● **Source excerpt**:
Estate of Robert C. Fortunato, Deceased, Anthony M. Fortunato, Special Administrator, Petitioner, v. Commissioner of Internal Revenue, Respondent, T.C. Memo 2010-105, Docket No. 6937-07. Filed May 12, 2010.


OVERVIEW:

In a trial lasting almost three weeks and involving more than 3500 pages of testimony and more than 400 exhibits, the Tax Court determined that a manager for a national group of warehouse companies - although well-compensated, a key member of management, and brother of the sole owner - did not own an interest in any or all of the companies. As a result, his estate was correct in not reporting ownership of the companies on his estate tax return and the estate did not owe additional tax or penalty as the IRS asserted.

 

The Facts:

Robert C. Fortunato ("Bobby" or the "Decedent") was born in 1942. In his early twenties, he committed a series of crimes and was arrested several times, eventually serving 6 years in Sing Sing prison from 1963-1969.

 

Upon his release from prison, Bobby began working for a warehouse and export business and within a decade became its co-owner and president. However, severe financial distress caused by employees misallocating company funds and the company borrowing at high interest rates caused it to collapse in 1984. At the time of the company's collapse, the Decedent owed more than $490,000 to the IRS for employee withholding taxes and hundreds of thousands of dollars to foreign creditors, including some believed to be associated with the Chinese mafia.

 

As a result of the severe financial straits in which he found himself, Bobby hid from his creditors. He refused to sign - or even put his name on - any documents and did not maintain a bank account.

 

At the same time Bobby was hiding from his creditors, his younger brother Anthony was setting up container freight station and warehouse businesses in New Jersey ("St. George NJ"). At the time of the companies' incorporation, the Decedent was not asked to be, nor did he become, an investor in the new ventures.

 

Bobby eventually joined St. George NJ, acting as his brother's business strategist and shortly thereafter assuming leadership. Anthony acted as the financial and organizational manager while the Decedent essentially ran the day-to-day operations and plotted strategy for the company. Bobby had no title, however, and did not appear on the company's payroll.

 

Bobby's compensation was in cash which he acquired through an employee writing a check to a fictitious person, cashing the check, and leaving the cash in a safe. As a result of the scheme, the Decedent both avoided filing income tax returns and circumvented the Customs Service requirement for fingerprinting employees and officers of the company.

● **Stored data**:
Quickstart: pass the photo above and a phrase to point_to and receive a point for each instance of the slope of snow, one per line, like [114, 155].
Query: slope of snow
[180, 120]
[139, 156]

● **Challenge**:
According to the Fortunato estate case summary, how much did the Decedent owe the IRS when his company collapsed in 1984? The listing has no connection to the text.

● **Response to the task**:
More than $490,000 for employee withholding taxes.